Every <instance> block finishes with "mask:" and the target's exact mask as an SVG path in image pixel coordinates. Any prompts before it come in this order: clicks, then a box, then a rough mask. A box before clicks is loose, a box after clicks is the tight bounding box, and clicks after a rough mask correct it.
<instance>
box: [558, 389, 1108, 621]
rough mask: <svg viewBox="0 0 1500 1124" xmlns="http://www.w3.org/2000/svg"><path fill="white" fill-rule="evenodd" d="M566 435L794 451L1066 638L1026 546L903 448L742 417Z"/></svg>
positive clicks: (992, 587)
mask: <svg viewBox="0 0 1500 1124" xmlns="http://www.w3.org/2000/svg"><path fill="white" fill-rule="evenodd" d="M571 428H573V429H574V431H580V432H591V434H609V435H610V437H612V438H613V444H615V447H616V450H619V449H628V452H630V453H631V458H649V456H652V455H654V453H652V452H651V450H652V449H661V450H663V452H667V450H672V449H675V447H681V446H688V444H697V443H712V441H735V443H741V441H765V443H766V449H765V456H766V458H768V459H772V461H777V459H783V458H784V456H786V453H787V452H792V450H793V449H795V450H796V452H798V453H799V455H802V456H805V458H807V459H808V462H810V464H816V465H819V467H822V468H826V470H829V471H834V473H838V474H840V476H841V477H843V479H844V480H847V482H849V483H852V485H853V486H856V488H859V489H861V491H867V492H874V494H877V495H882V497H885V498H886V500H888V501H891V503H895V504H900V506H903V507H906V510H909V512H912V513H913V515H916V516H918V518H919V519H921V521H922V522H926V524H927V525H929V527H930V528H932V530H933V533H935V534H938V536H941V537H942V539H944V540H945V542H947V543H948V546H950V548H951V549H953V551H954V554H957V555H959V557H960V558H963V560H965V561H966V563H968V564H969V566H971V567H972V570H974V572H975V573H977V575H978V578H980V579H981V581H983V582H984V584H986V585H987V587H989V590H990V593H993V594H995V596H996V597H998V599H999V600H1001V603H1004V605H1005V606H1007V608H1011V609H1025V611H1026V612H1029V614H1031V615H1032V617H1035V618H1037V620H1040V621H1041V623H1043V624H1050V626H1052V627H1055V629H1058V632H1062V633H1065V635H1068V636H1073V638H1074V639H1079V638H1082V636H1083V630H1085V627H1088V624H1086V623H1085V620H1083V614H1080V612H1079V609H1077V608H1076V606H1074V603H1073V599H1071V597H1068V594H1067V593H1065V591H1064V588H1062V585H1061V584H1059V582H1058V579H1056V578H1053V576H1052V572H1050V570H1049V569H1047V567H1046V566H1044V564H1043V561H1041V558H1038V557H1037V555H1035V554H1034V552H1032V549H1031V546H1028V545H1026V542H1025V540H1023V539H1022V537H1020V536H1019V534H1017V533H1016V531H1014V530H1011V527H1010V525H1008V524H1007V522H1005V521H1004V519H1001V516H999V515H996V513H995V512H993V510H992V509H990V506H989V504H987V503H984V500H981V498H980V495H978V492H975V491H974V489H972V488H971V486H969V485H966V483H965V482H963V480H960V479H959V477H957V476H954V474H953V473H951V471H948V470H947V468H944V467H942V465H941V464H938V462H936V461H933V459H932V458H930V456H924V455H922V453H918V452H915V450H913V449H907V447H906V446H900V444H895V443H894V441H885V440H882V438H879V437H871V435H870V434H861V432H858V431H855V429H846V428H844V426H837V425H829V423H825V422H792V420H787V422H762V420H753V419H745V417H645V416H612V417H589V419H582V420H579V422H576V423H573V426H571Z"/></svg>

-*-*-

Reproduce verbatim every line from the first one through the line containing "positive clicks: (992, 587)", including that line.

* _RESULT FOR THIS EXERCISE_:
Every <instance> block finishes with "mask:" and the target's exact mask as an SVG path in image pixel coordinates. Any prompts before it come in this order: clicks, then a box, then a rough mask. A box before clicks is loose, a box after clicks is the tight bounding box, and clicks after a rough mask correct it.
<instance>
box: [558, 389, 1108, 621]
rough mask: <svg viewBox="0 0 1500 1124" xmlns="http://www.w3.org/2000/svg"><path fill="white" fill-rule="evenodd" d="M566 435L794 451L1066 638L1026 546L903 448L742 417Z"/></svg>
positive clicks: (992, 587)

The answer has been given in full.